▸ YOUR ASSIGNMENT: Among the entries that follow, find every line with the word "separated" and list it.

▸ RECORDS FOR THIS TASK:
========================================

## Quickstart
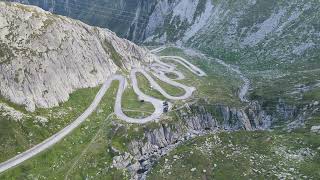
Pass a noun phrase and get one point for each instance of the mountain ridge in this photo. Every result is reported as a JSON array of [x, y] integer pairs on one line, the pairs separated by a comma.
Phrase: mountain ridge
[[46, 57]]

========================================

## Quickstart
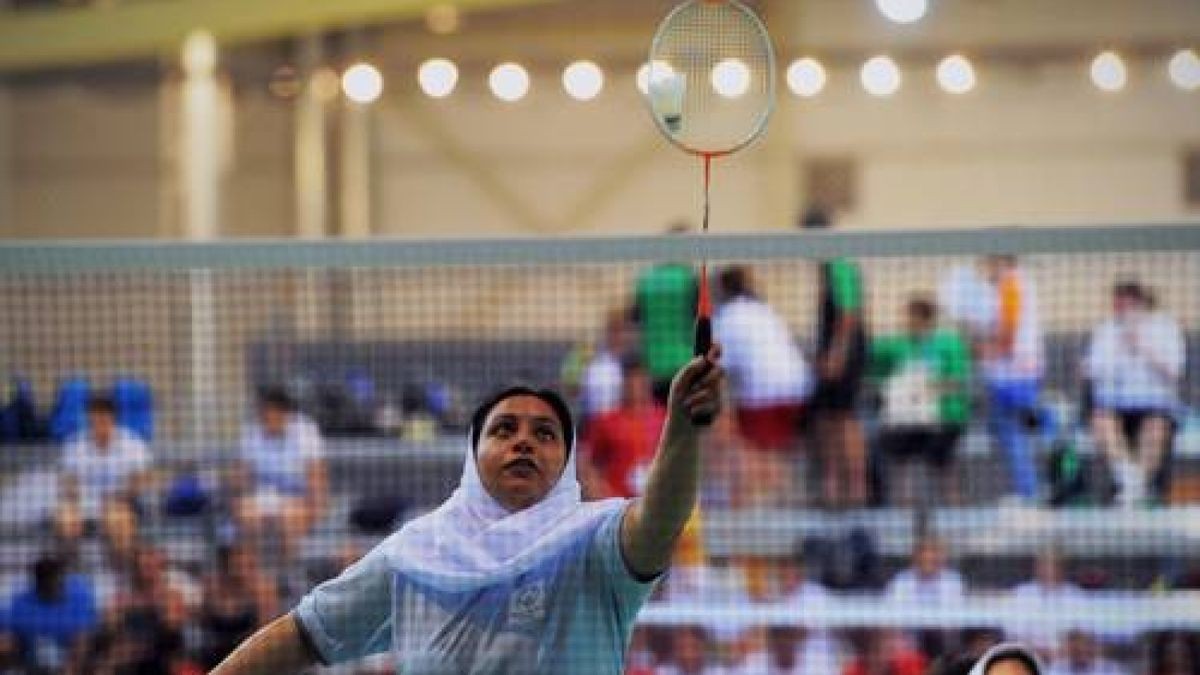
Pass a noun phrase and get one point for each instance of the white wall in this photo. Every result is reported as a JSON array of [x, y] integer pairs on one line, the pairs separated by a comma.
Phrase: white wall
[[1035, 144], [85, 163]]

========================================

▸ ANSWER TO THE PROBLEM:
Pass a noun phrase and get one point for each instance of the mountain ridge in this photo. Every result is reported as a JSON array of [x, y] integer pairs on one line, the pairs separated by a comma.
Pass a noun phrase and get one point for each instance of the white wall in this photo. Every result is reported as a JSON array of [x, y] integer pairs on one line, the pairs separated by a comma.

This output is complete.